** Data in this exercise follows **
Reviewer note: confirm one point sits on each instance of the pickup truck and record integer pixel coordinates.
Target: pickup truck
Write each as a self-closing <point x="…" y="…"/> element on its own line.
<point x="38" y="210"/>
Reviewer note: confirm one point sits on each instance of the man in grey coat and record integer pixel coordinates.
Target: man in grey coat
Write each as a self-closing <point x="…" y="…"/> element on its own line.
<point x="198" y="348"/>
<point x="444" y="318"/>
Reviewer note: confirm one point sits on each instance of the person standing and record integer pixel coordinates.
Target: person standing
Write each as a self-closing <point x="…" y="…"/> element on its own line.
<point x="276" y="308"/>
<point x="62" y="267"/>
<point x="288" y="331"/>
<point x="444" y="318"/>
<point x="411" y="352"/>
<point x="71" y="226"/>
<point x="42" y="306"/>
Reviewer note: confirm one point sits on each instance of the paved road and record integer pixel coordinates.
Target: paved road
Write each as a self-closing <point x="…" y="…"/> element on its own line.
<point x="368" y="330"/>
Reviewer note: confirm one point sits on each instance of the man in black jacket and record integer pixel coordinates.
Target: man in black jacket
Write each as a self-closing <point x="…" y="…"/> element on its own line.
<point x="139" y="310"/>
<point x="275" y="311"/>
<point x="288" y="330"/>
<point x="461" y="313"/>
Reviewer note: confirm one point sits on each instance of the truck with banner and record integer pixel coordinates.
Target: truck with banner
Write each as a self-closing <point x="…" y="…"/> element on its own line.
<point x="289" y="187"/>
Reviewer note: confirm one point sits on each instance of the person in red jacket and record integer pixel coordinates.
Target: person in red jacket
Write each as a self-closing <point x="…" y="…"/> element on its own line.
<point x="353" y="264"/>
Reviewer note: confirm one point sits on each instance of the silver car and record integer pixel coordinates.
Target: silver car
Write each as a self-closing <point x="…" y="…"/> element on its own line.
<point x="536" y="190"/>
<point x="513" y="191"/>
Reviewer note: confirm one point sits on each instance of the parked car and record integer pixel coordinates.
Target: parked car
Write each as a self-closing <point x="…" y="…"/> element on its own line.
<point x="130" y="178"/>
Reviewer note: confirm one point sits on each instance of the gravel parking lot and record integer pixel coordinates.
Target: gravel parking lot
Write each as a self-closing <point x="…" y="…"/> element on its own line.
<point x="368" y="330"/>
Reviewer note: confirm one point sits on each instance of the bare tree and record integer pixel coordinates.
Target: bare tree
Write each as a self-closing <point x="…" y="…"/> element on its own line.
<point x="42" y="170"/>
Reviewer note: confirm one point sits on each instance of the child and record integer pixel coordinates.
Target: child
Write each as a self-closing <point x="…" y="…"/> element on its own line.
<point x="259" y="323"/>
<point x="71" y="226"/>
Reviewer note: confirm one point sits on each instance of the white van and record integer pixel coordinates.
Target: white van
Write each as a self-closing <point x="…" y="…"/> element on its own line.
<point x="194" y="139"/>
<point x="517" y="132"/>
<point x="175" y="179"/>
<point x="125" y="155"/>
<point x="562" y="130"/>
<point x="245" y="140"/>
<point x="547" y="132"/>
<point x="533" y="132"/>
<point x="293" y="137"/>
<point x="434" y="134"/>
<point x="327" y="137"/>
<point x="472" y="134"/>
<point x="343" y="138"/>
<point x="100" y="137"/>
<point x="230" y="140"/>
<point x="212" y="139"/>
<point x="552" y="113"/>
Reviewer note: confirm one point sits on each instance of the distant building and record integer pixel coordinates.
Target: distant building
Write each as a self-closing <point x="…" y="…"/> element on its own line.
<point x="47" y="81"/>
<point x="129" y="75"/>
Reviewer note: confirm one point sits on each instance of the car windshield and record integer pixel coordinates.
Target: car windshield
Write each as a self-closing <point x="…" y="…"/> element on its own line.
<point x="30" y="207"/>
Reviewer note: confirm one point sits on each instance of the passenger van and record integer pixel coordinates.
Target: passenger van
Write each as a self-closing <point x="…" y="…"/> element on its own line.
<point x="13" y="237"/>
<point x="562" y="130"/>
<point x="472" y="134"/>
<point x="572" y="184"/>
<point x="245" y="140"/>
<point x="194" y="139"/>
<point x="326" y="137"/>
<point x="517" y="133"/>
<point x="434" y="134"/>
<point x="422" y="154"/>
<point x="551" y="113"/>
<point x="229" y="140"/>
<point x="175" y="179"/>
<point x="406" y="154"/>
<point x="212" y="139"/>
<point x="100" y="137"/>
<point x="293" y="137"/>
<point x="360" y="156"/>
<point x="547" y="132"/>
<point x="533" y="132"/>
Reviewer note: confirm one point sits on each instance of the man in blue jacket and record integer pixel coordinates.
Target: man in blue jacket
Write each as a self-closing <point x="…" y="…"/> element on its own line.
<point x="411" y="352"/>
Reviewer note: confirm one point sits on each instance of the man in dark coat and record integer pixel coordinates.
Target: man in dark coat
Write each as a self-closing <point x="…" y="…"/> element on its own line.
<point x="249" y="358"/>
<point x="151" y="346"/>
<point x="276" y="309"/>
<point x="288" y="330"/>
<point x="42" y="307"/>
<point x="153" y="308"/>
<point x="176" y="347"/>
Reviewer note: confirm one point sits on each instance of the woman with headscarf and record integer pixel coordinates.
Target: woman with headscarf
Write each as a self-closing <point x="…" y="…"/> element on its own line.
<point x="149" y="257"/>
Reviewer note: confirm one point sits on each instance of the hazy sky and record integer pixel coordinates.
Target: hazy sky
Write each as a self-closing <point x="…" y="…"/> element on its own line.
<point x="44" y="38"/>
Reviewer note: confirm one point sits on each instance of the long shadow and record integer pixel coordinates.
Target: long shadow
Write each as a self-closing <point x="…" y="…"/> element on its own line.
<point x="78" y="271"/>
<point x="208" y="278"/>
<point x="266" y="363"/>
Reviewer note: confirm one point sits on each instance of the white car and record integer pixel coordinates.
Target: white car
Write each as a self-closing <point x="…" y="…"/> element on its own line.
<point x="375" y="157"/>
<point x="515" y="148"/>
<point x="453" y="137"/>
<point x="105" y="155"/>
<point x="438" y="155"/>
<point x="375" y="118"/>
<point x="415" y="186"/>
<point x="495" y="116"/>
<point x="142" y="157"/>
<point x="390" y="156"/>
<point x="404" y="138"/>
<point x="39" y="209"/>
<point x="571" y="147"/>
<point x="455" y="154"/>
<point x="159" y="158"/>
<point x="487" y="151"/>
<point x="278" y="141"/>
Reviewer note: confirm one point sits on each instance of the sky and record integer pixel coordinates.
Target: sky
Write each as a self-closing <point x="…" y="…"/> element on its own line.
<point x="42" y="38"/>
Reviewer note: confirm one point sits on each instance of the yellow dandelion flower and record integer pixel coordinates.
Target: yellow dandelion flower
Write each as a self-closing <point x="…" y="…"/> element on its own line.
** End of Data in this exercise **
Work item: Taking the records above as input, show every line in which the word "hazy" is present.

Task result:
Reviewer note: confirm one point sits on each instance of the hazy sky and record integer pixel coordinates.
Target: hazy sky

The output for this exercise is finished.